- Testo del documento -
I “Miserabili” e gli “Incurabili”

Io con i miei nonni materni: Michelina Sozio ed Ercole Venditti

«Scusate, dove stanno i Miserabili?».

«I Miserabili? Forse gli Incurabili…».

«Sì, gli Incurabili».

«Comunque, avete detto proprio bene: qui siamo tutti miserabili…».

Una mattina di fine estate del 1978, mio nonno materno Ercole Venditti andò a Napoli a richiedere una copia del mio certificato di nascita presso l’ospedale “Incurabili”. Serviva per la mia iscrizione alla scuola elementare. Così, prese la Circumvesuviana a Ercolano, scese a Napoli, imboccò a piedi il “Rettifilo” e arrivò su via Duomo. Qui, disorientato dall’intricato dedalo di viuzze risalenti all’epoca magnogreca, si avvicinò a un signore e pose l’inesorabile domanda scambiando involontariamente il nome dello storico complesso sanitario partenopeo, fondato nel 1522 dalla nobildonna aragonese Maria Requenses Lonc per assistere pietosamente quei malati di patologie all’epoca “incurabili” e quindi ai margini della società, con quello del celebre romanzo di Victor Hugo.

- Come procedere -
Ricopia per intero il brano sui Miserabili e gli Incurabili, senza cambiare nulla.

- Contenuto dei dati -
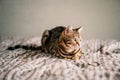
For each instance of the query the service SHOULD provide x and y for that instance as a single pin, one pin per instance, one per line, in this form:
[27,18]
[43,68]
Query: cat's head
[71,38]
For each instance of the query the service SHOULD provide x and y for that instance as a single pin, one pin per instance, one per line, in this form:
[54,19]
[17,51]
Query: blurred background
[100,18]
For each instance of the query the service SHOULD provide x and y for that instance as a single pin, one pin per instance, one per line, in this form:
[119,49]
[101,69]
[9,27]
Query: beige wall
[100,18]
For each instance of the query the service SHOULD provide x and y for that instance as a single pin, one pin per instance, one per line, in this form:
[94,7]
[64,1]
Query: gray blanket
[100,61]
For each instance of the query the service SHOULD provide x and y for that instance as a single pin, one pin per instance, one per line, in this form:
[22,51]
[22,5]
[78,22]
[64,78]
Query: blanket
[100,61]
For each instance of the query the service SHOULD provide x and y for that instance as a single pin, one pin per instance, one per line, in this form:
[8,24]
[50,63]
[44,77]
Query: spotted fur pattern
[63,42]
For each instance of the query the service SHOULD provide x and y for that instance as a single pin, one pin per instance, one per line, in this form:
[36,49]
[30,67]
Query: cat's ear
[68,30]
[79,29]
==
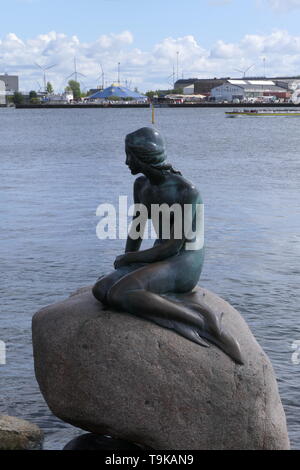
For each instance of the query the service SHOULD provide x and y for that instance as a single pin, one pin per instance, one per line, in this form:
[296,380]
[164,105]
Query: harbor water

- Risultato dell'esercizio -
I “Miserabili” e gli “Incurabili”

Io con i miei nonni materni: Michelina Sozio ed Ercole Venditti

«Scusate, dove stanno i Miserabili?».

«I Miserabili? Forse gli Incurabili…».

«Sì, gli Incurabili».

«Comunque, avete detto proprio bene: qui siamo tutti miserabili…».

Una mattina di fine estate del 1978, mio nonno materno Ercole Venditti andò a Napoli a richiedere una copia del mio certificato di nascita presso l’ospedale “Incurabili”. Serviva per la mia iscrizione alla scuola elementare. Così, prese la Circumvesuviana a Ercolano, scese a Napoli, imboccò a piedi il “Rettifilo” e arrivò su via Duomo. Qui, disorientato dall’intricato dedalo di viuzze risalenti all’epoca magnogreca, si avvicinò a un signore e pose l’inesorabile domanda scambiando involontariamente il nome dello storico complesso sanitario partenopeo, fondato nel 1522 dalla nobildonna aragonese Maria Requenses Lonc per assistere pietosamente quei malati di patologie all’epoca “incurabili” e quindi ai margini della società, con quello del celebre romanzo di Victor Hugo.